Turn every line of the data below into a numbered list, skipping blank lines and leaving out the pictures.

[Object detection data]
★ ★ ★ ★ ★
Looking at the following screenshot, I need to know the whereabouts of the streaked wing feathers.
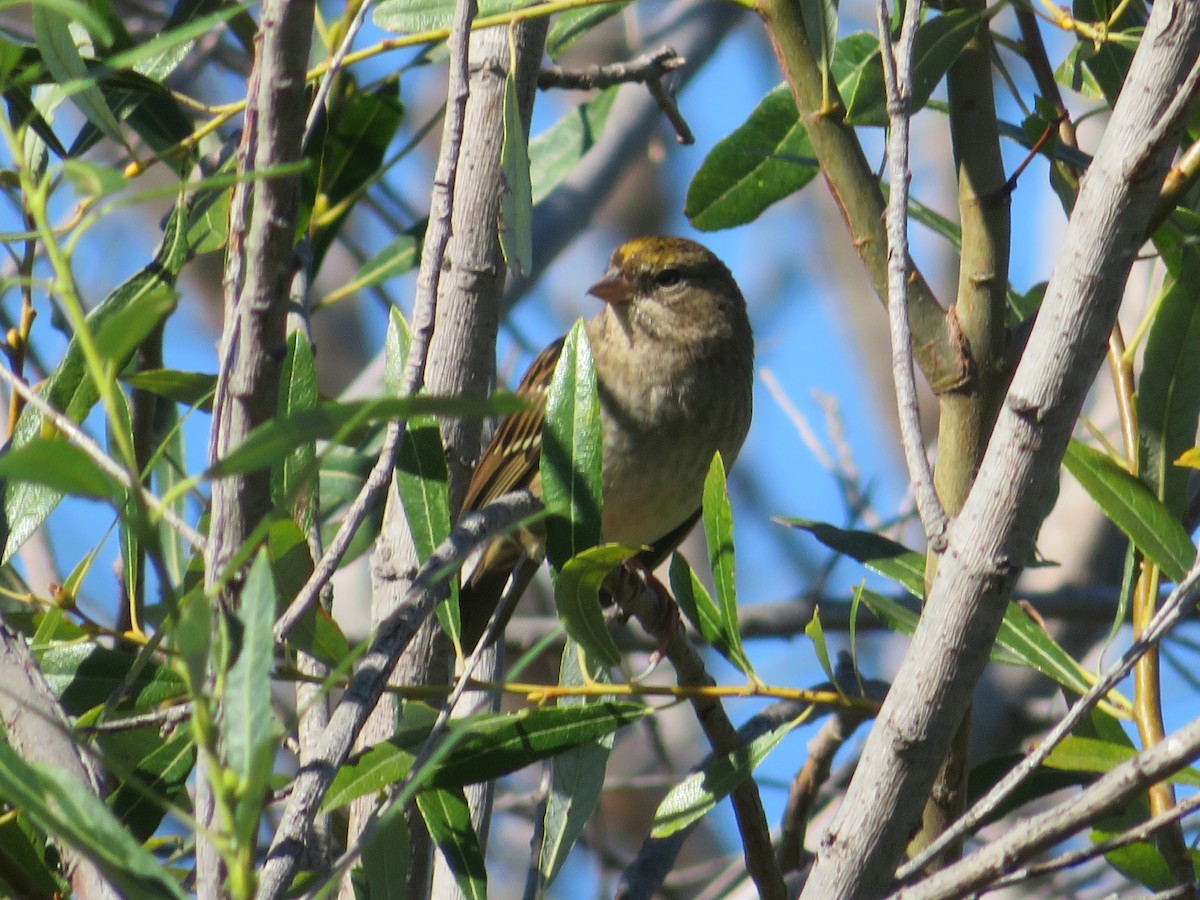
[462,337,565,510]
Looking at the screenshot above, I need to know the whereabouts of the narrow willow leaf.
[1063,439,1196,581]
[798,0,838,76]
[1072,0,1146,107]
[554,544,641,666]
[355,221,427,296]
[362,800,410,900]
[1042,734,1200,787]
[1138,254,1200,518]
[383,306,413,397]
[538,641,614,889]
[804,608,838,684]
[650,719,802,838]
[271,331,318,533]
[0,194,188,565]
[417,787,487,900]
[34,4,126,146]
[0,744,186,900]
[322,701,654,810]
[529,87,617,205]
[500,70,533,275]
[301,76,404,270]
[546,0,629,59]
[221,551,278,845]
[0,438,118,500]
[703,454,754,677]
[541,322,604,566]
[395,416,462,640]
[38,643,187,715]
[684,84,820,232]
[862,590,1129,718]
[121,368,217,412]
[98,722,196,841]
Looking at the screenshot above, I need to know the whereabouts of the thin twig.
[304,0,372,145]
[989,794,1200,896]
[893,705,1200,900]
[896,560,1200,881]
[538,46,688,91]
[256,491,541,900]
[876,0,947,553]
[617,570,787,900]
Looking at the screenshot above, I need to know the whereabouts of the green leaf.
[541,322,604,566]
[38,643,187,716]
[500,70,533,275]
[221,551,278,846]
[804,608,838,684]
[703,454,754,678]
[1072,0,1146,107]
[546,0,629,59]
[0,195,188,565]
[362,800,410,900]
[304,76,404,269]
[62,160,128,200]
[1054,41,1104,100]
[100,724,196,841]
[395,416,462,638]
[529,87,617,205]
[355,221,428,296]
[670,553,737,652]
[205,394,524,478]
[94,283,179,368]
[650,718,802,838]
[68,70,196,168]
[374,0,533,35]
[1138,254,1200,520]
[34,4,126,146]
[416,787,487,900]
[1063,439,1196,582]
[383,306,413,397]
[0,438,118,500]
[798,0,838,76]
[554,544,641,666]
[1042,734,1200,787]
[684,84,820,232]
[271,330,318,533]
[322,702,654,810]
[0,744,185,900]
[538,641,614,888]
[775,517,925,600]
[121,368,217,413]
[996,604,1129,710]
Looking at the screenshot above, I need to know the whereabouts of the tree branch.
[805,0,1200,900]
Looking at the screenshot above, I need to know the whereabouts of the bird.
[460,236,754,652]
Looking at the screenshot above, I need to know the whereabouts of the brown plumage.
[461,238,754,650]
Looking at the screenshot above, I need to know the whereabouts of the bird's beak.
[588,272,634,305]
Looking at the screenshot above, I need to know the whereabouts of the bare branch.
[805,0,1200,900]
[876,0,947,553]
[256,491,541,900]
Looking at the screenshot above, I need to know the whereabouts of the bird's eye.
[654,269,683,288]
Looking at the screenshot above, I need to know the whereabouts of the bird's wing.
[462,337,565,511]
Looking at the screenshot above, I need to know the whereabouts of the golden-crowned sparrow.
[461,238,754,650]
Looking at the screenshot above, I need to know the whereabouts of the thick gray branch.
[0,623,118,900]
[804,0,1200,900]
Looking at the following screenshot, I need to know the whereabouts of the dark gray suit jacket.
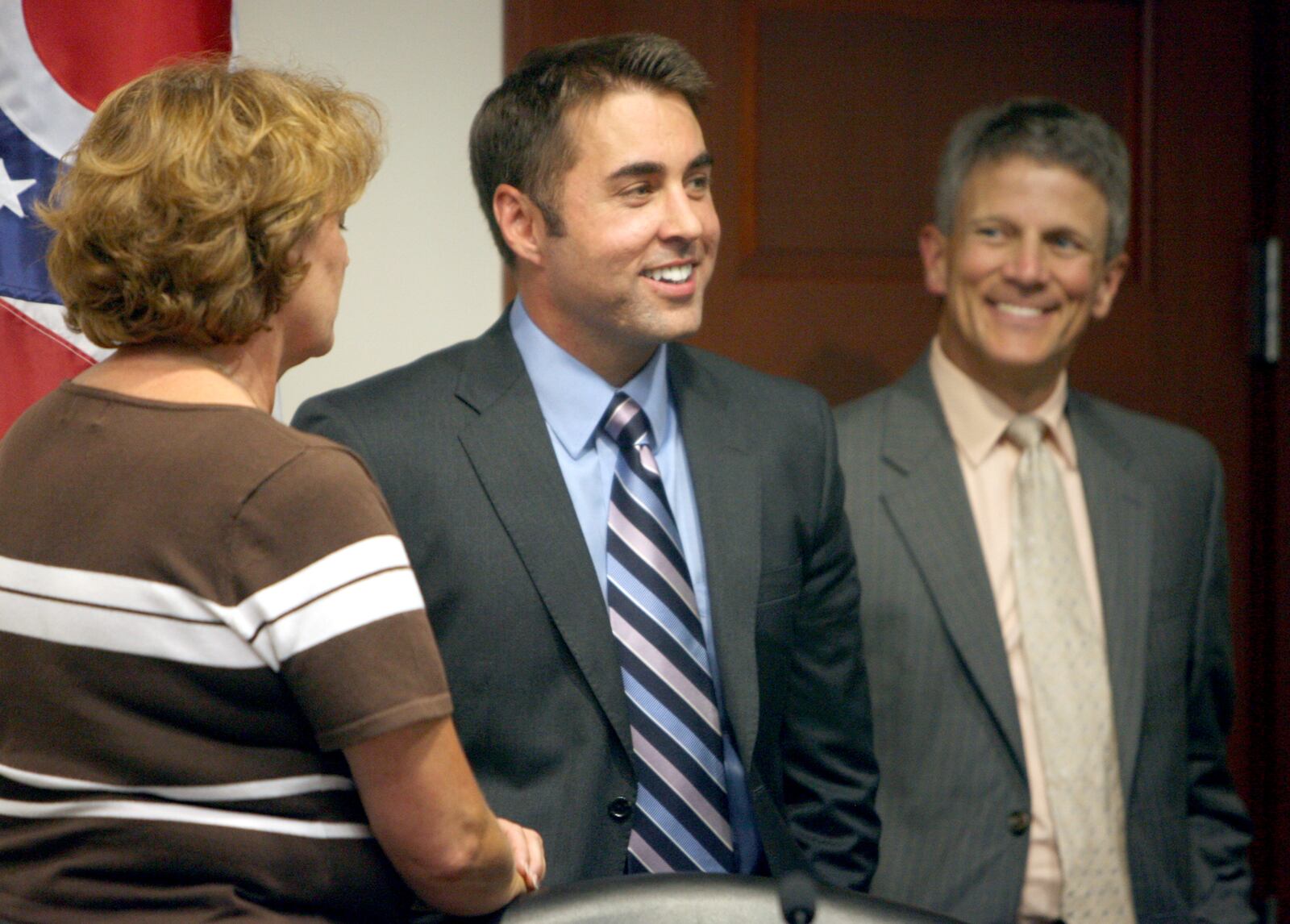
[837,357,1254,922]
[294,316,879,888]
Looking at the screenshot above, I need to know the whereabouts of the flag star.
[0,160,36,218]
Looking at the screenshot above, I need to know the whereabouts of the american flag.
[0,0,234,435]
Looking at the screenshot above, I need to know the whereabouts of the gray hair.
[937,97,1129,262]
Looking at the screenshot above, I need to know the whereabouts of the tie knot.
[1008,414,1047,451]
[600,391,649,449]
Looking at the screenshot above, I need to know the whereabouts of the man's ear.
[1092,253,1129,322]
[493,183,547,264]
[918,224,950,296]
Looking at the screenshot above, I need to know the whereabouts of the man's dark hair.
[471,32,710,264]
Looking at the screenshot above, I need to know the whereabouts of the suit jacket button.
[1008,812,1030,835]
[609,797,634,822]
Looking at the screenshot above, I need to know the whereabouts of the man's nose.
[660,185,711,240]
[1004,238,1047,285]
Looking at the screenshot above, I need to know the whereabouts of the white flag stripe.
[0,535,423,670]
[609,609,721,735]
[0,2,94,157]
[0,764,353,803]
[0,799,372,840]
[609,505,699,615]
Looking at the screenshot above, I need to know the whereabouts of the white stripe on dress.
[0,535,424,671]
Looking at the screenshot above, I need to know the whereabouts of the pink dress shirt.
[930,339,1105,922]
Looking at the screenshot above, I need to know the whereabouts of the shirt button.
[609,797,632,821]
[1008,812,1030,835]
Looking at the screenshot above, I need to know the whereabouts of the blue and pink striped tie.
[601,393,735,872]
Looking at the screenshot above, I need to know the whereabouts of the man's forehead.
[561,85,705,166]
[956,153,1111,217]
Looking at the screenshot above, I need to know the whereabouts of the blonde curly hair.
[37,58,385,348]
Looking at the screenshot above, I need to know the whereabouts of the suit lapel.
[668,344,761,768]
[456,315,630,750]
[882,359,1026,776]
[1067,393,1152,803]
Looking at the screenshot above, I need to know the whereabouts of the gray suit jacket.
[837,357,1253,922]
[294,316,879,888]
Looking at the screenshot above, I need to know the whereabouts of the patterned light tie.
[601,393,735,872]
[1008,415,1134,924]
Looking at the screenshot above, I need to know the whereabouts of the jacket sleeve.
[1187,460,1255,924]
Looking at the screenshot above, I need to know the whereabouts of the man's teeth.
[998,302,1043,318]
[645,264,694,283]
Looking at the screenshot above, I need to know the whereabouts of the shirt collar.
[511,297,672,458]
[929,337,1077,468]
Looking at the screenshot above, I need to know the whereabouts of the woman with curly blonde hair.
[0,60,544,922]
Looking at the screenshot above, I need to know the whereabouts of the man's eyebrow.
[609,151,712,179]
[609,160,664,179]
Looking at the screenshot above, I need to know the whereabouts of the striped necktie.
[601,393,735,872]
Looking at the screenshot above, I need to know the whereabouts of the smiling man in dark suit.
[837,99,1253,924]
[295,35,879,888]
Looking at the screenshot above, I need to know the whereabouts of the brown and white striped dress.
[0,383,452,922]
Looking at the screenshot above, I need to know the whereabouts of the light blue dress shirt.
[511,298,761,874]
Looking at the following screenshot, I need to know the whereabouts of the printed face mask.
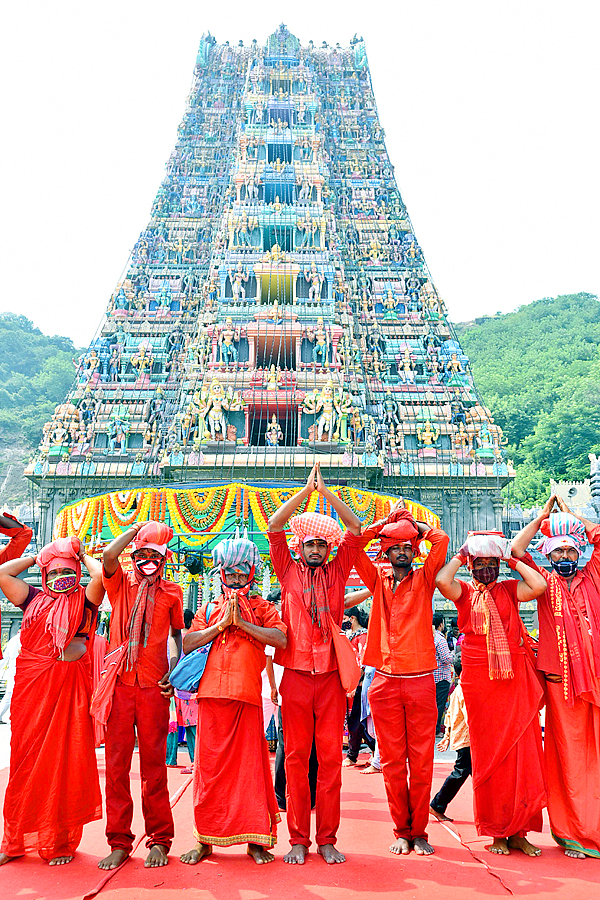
★ ★ ★ ★ ★
Written answer:
1. Looking at the following screenshot, I need to know the whereabouts of the streaked wing feathers.
2. [462,337,565,510]
3. Looking at the screenshot above, I need to know the whereabouts of the narrow willow leaf.
4. [1063,439,1196,581]
5. [798,0,838,76]
6. [1072,0,1146,107]
7. [554,544,641,666]
8. [355,221,427,296]
9. [362,800,410,900]
10. [1042,734,1200,787]
11. [1138,254,1200,518]
12. [383,306,413,397]
13. [538,641,614,889]
14. [804,608,838,684]
15. [650,719,802,838]
16. [271,331,318,533]
17. [0,194,188,565]
18. [417,787,487,900]
19. [34,4,126,146]
20. [0,744,186,900]
21. [322,701,654,810]
22. [529,87,617,205]
23. [500,70,533,275]
24. [301,76,404,270]
25. [546,0,629,59]
26. [221,551,278,845]
27. [0,438,118,500]
28. [703,454,754,677]
29. [541,322,604,566]
30. [395,416,462,640]
31. [38,643,187,715]
32. [684,84,820,232]
33. [862,590,1129,718]
34. [121,368,217,412]
35. [98,722,196,841]
36. Looking at the screenshot above, I need to know the whereabouts of the thin twig.
37. [304,0,372,145]
38. [989,794,1200,896]
39. [893,705,1200,900]
40. [896,560,1200,881]
41. [538,46,688,91]
42. [256,491,541,900]
43. [876,0,947,553]
44. [617,570,787,900]
45. Looking at the screenshot above, I need to know the whereabouts of the green leaf.
46. [541,322,604,566]
47. [38,643,187,716]
48. [500,70,533,275]
49. [221,551,278,846]
50. [804,608,838,684]
51. [703,454,754,678]
52. [1072,0,1146,107]
53. [546,0,629,59]
54. [0,195,188,565]
55. [362,800,410,900]
56. [304,76,404,269]
57. [62,160,128,200]
58. [1054,41,1104,100]
59. [100,724,196,841]
60. [395,416,462,638]
61. [529,87,617,205]
62. [355,221,428,296]
63. [670,553,737,652]
64. [205,394,524,478]
65. [94,283,179,368]
66. [650,718,802,838]
67. [68,70,196,168]
68. [374,0,533,35]
69. [1138,254,1200,520]
70. [34,4,126,146]
71. [416,787,487,900]
72. [1063,439,1196,582]
73. [383,306,413,397]
74. [0,438,118,500]
75. [798,0,838,76]
76. [554,544,641,666]
77. [1042,734,1200,787]
78. [684,84,820,232]
79. [271,330,318,533]
80. [322,702,654,810]
81. [0,744,185,900]
82. [538,641,614,888]
83. [775,517,925,600]
84. [121,368,217,413]
85. [996,604,1129,710]
86. Looking at the screenshot above, I need to know the whereabouts of the tree branch.
87. [805,0,1200,900]
88. Looking at the screenshot above, I need to know the whereabouts of the bird.
89. [460,236,754,652]
90. Looking at the screenshot above, I need to know the whereabouts of the brown plumage.
91. [461,238,754,650]
92. Looking at the screenshot above, I need to know the whereabouts of the bird's beak.
93. [588,272,634,305]
94. Looking at the screenshot above, I need to know the whereabouts of the bare branch.
95. [805,0,1200,900]
96. [876,0,947,553]
97. [256,491,541,900]
98. Looking at the screenshot above, I need to know the whereabouts of the bird's eye.
99. [654,269,683,288]
100. Looking at the screenshot above, I need to know the whereabouts of the bird's wing.
101. [462,337,565,511]
102. Looking at the screenshot above, I need to know the whereabouts of the golden-crowned sparrow.
103. [461,238,754,650]
104. Looking at the screenshot above, I need to know the whereabouts of the thick gray branch.
105. [0,623,118,900]
106. [804,0,1200,900]
107. Looking at the following screenshot, I need to know the whereabouts of the dark gray suit jacket.
108. [837,357,1254,922]
109. [294,316,879,888]
110. Looking at the screenshot above, I need to know the whereabouts of the flag star.
111. [0,160,36,218]
112. Looking at the screenshot above, I need to know the whereabouts of the american flag.
113. [0,0,234,435]
114. Looking at the screenshot above, I need to know the whereabouts of the gray hair.
115. [937,97,1129,262]
116. Looking at the screenshot above, I need to know the whereabouts of the tie knot.
117. [1008,414,1047,451]
118. [600,391,649,449]
119. Looking at the screenshot above, I need to know the whereabouts of the man's ear.
120. [1092,253,1129,322]
121. [493,183,547,264]
122. [918,224,950,296]
123. Looking at the screenshot above, I need to know the whereabouts of the man's dark hair.
124. [471,32,710,264]
125. Looking at the screenshot above, I need to know the whereabouts of the suit jacket button.
126. [1008,812,1030,835]
127. [609,797,634,822]
128. Looking at the screenshot above, I need to know the whereabouts of the man's nose.
129. [660,185,711,240]
130. [1004,238,1047,285]
131. Looking at the screenshot above, I need to know the whereabouts of the white flag stripe.
132. [0,535,423,670]
133. [609,609,721,735]
134. [0,2,94,157]
135. [0,764,353,803]
136. [0,799,372,840]
137. [609,505,699,615]
138. Looking at the screenshot above, I need to know the whereabouts of the white stripe on dress.
139. [0,535,424,671]
140. Looking at the screenshot above, I need to know the whereabouts of the pink dress shirt.
141. [930,339,1105,922]
142. Looking at the screenshot above, I need to know the whereabouts of the shirt button.
143. [609,797,632,821]
144. [1008,812,1030,835]
145. Looking at the screenshot above, I need to know the whereabouts of the blue and pink striped tie.
146. [601,393,735,872]
147. Looking at the screenshot above, I need to know the whereabouts of the man's forehead.
148. [561,85,705,166]
149. [956,153,1111,217]
150. Looking at the screenshot above, I need to know the whereabouts of the blonde curly hair.
151. [37,58,385,348]
152. Looking at the screenshot above, I need to know the whereabouts of the suit lapel.
153. [668,344,761,768]
154. [456,315,630,750]
155. [882,359,1026,776]
156. [1067,393,1152,803]
157. Looking at the screenshot above, I need to know the whereabouts of the gray suit jacket.
158. [837,357,1253,922]
159. [294,316,879,888]
160. Looking at the screenshot above, I need to know the whereabouts of the patterned light tie.
161. [601,393,735,872]
162. [1008,415,1134,924]
163. Looking at the screenshot above, I need to know the whereabouts of the jacket sleeve.
164. [1187,460,1255,924]
165. Looking at the screenshot above, I need to know the whereabouts of the man's teeth.
166. [998,302,1043,318]
167. [645,264,694,283]
168. Looking at the screenshot above, I need to know the whereabouts of the shirt collar.
169. [511,297,672,458]
170. [929,337,1077,468]
171. Looking at the screenshot above, I need to know the whereabouts of the woman with curly blonde hair.
172. [0,60,544,922]
173. Looking at the screenshot above, I need to know the whereabouts of the man's eyebrow.
174. [609,151,712,179]
175. [609,160,664,179]
176. Looking at the screenshot above, I need to know the whereabouts of the striped necktie.
177. [601,393,735,872]
178. Looking at the screenshot above, I need to know the whereabouts of the smiling man in dark suit.
179. [837,99,1253,924]
180. [295,35,879,888]
181. Looking at the screenshot above, I need to know the whereabouts of the brown and white striped dress.
182. [0,383,452,922]
183. Looking at the screenshot above, I need to know the whereabouts of the light blue dress shirt.
184. [511,298,761,874]
185. Looking at the following screenshot, I need to know the whereabouts of the printed face mask.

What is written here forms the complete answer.